Stored data entries:
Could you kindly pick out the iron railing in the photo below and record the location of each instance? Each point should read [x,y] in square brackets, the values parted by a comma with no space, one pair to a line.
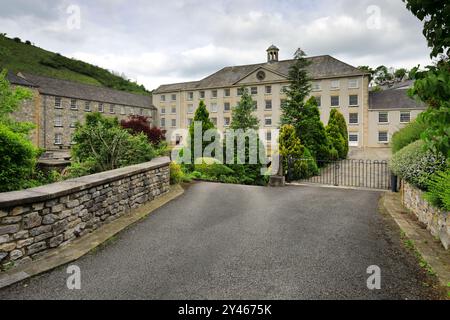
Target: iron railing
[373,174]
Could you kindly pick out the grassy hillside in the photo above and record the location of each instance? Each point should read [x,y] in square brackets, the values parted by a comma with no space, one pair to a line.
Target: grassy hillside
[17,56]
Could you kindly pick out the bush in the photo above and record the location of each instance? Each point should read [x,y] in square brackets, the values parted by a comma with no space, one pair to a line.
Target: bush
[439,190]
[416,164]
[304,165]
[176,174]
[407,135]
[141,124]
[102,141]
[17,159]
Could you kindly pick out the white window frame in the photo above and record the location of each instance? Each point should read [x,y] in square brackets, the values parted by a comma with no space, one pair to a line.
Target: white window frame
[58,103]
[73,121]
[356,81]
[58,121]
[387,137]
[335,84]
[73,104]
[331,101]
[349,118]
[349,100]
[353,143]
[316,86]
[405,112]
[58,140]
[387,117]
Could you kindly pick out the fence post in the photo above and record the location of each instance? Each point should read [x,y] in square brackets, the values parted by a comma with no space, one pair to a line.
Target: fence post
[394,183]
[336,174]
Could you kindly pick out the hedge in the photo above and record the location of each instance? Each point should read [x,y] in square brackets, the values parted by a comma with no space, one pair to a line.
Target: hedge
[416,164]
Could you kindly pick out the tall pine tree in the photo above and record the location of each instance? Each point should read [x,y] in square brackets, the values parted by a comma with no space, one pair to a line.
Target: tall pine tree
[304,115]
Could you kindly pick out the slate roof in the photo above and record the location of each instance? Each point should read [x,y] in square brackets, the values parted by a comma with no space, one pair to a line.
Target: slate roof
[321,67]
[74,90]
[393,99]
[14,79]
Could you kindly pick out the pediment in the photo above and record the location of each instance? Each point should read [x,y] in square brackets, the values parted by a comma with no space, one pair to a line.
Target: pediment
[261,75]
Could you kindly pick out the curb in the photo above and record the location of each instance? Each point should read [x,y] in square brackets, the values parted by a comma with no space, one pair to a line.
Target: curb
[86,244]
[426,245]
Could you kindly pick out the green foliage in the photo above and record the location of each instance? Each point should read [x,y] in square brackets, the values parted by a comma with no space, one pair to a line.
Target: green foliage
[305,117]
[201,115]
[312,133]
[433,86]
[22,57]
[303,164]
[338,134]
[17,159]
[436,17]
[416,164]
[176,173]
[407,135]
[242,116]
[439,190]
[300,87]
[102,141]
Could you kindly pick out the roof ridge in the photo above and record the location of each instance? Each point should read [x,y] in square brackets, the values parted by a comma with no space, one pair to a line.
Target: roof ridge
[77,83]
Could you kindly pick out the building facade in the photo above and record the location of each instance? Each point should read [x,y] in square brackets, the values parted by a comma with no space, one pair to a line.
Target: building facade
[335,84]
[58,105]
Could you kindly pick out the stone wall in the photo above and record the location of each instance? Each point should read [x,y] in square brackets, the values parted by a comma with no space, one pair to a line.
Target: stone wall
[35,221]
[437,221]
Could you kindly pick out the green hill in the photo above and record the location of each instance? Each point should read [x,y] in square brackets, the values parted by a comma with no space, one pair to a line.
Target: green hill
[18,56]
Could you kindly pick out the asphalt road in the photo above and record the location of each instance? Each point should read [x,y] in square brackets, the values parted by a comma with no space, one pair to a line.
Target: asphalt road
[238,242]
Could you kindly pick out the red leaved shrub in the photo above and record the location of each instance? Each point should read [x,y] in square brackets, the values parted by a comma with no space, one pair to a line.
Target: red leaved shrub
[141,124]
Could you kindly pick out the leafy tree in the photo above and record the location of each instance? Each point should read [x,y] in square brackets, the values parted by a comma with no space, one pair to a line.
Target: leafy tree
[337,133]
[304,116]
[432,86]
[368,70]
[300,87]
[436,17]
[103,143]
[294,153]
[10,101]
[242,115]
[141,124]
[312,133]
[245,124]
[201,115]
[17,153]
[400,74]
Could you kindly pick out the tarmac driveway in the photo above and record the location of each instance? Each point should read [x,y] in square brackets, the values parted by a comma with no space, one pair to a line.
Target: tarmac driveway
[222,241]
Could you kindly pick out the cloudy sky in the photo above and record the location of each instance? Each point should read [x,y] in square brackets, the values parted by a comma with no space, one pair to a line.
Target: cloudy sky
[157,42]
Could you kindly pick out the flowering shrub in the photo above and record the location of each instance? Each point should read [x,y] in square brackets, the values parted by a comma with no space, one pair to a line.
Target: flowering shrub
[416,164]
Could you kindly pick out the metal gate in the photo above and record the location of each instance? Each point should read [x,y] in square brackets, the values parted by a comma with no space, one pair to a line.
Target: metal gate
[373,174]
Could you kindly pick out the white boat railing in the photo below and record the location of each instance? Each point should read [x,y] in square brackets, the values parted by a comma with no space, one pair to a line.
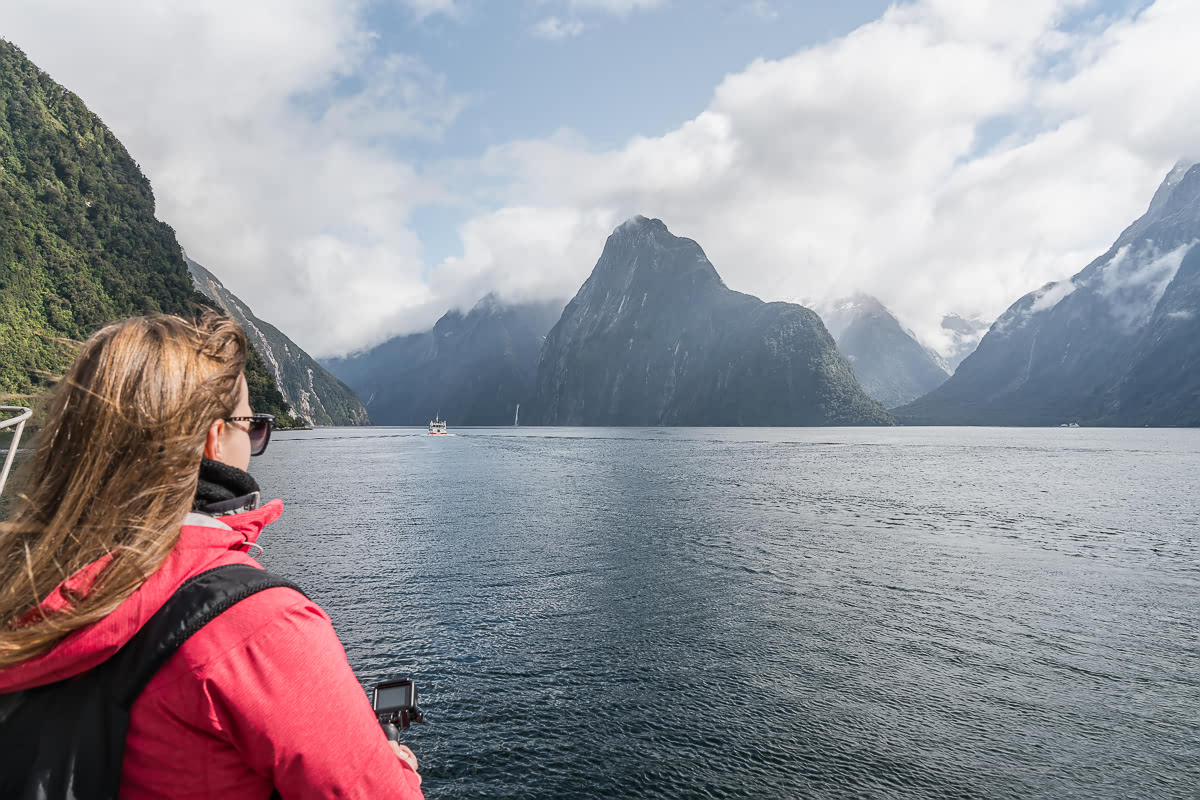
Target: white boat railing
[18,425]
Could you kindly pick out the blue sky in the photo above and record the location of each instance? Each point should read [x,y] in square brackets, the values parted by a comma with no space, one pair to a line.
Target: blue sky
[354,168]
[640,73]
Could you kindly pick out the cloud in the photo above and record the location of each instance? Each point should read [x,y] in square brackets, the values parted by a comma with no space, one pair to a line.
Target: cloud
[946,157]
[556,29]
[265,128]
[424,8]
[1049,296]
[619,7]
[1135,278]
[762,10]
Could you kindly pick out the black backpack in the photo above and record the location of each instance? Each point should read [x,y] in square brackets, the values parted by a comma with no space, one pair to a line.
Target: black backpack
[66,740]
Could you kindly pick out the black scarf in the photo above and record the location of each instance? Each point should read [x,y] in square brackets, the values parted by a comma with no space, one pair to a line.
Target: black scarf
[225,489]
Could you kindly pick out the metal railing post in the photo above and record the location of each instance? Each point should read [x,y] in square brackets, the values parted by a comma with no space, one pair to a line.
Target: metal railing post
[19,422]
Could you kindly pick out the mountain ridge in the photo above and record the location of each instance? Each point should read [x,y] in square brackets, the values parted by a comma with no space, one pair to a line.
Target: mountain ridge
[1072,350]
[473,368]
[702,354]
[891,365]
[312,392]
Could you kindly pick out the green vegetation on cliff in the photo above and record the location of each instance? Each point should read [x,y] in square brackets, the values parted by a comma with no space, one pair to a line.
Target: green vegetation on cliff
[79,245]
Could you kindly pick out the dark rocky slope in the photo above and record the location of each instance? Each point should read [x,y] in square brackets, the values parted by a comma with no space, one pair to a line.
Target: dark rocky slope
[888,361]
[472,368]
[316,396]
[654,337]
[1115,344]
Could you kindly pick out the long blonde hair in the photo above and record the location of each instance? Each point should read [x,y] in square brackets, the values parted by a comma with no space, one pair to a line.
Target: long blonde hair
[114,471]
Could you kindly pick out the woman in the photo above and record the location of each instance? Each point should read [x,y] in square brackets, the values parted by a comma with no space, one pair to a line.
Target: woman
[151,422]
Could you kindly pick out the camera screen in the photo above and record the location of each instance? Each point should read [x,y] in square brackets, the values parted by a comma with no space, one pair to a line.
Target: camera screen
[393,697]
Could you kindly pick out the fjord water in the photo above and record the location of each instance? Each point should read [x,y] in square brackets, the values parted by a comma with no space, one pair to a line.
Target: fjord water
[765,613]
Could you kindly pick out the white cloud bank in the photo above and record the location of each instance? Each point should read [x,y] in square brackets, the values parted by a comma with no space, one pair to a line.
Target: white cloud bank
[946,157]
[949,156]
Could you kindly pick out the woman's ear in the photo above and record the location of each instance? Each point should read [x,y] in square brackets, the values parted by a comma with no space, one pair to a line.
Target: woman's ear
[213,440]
...
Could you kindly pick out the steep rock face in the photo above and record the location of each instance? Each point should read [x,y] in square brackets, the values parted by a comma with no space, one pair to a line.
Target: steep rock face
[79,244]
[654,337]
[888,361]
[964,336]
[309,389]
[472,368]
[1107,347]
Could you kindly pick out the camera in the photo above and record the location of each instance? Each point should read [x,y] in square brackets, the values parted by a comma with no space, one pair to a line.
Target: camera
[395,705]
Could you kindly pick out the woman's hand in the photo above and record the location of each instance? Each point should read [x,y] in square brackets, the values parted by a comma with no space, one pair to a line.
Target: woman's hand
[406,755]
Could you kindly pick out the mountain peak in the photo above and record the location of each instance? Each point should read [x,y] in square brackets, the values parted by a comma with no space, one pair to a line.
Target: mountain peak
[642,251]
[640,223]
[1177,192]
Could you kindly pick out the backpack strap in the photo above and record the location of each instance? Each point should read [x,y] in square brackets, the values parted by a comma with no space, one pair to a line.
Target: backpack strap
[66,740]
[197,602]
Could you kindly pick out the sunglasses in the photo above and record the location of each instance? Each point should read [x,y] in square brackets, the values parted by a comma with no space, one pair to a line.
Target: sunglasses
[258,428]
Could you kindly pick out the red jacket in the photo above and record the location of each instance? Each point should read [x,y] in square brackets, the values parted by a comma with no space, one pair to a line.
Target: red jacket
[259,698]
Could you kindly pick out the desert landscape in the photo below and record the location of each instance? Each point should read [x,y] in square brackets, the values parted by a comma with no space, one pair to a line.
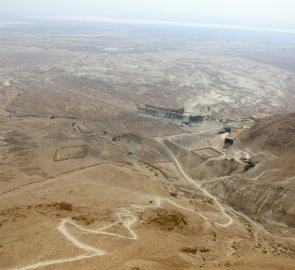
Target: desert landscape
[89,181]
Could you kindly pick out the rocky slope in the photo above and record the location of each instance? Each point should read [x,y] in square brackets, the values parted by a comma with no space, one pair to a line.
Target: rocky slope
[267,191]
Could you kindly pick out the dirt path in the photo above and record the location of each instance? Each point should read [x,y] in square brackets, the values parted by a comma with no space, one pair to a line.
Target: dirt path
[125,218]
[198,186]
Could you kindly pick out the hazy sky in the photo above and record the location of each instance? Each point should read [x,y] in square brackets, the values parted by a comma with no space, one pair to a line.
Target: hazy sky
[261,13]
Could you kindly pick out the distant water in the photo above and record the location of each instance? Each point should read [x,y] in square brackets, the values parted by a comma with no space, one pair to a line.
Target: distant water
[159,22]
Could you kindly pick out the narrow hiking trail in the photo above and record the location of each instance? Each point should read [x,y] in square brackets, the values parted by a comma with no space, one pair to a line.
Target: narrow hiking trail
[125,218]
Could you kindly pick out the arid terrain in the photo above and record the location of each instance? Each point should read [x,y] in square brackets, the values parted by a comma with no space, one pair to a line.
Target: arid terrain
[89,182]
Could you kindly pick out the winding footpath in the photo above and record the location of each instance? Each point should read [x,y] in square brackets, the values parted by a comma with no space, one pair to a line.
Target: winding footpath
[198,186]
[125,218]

* PROBLEM DESCRIPTION
Locate the word "below" in the records and collect each line it appears in.

* RESPONSE AREA
Could you kindly pick out the iron railing in the photo below and record the location of each instance? Each point should read [x,y] in square brackets, the values parted by a comma with no space, one pair to a line.
Could you kindly pick out the white boat railing in the photo below and record the location of each instance? Each point should read [x,y] in square brackets, the values parted by a comma with no space, one pair to a line.
Could you kindly pick out the desert landscape in the photo below and record the location of each instance? Each point should read [x,y] in square brackets, the values parted by a comma with no space, one pair to a line.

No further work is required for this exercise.